» Task requirements
Please take the lines from the one holding "Place a dot on every instance of the rock" through the one holding "Place a dot on every instance of the coastline, one" in the data below and copy them exactly.

Dataset content: Begin

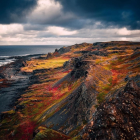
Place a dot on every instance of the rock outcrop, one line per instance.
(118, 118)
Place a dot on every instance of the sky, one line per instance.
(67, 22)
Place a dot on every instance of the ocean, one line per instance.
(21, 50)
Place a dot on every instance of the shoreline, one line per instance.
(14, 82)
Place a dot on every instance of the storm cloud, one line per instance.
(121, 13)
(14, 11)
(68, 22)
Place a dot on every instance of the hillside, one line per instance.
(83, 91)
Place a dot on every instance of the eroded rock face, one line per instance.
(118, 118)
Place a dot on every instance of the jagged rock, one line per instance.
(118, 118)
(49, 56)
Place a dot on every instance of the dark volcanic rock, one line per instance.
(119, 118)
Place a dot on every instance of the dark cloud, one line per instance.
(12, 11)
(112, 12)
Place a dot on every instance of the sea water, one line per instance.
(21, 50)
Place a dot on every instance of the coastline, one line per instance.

Dataset content: End
Dataset content: Begin

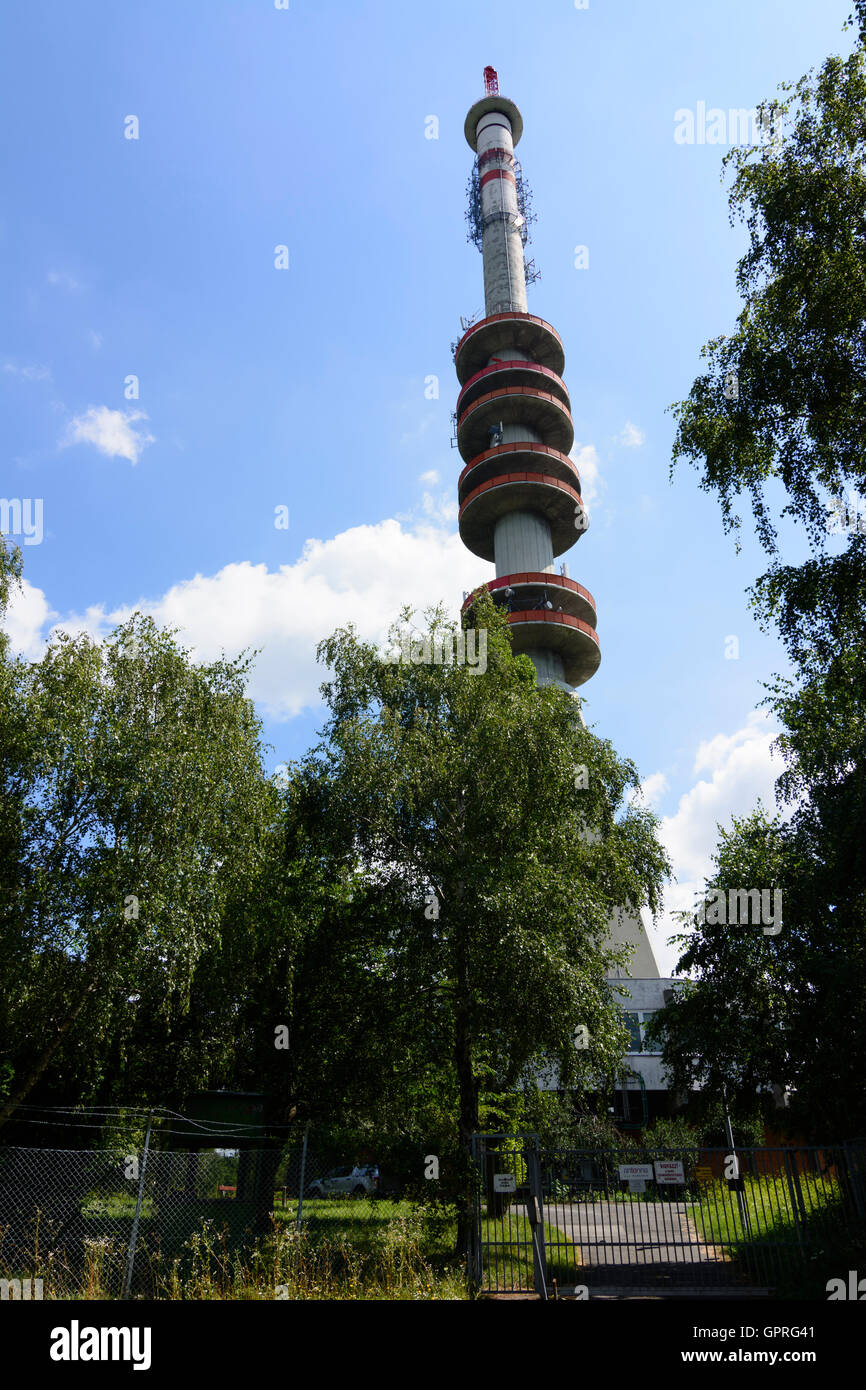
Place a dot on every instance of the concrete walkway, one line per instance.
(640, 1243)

Dataset content: End

» Solution to this task
Place a dot on every instance of the rock outcrop, one line per instance.
(118, 118)
Place a dot on every instance of the sky, one line per instance.
(67, 22)
Place a dot on every instance of the ocean, one line per instance.
(21, 50)
Place a dot on every instance of the shoreline, one line per instance.
(14, 82)
Place a dot on every instance of the storm cloud, one line per instance.
(121, 13)
(14, 11)
(68, 22)
Place a dot on every instance of the hillside, one line per instance.
(83, 91)
Place a dot on every instance of the eroded rock face, one line per instance.
(118, 118)
Place a dot on every instance of the jagged rock, one line per instance.
(118, 118)
(49, 56)
Place a dot on every instance of the dark volcanic rock, one line per instance.
(119, 118)
Place a dot on every instance of the dark cloud, one line per instance.
(12, 11)
(112, 12)
Place a dot on every instance of the sea water, one line per instance.
(21, 50)
Place a dot on every instance of the coastline, one line per instance.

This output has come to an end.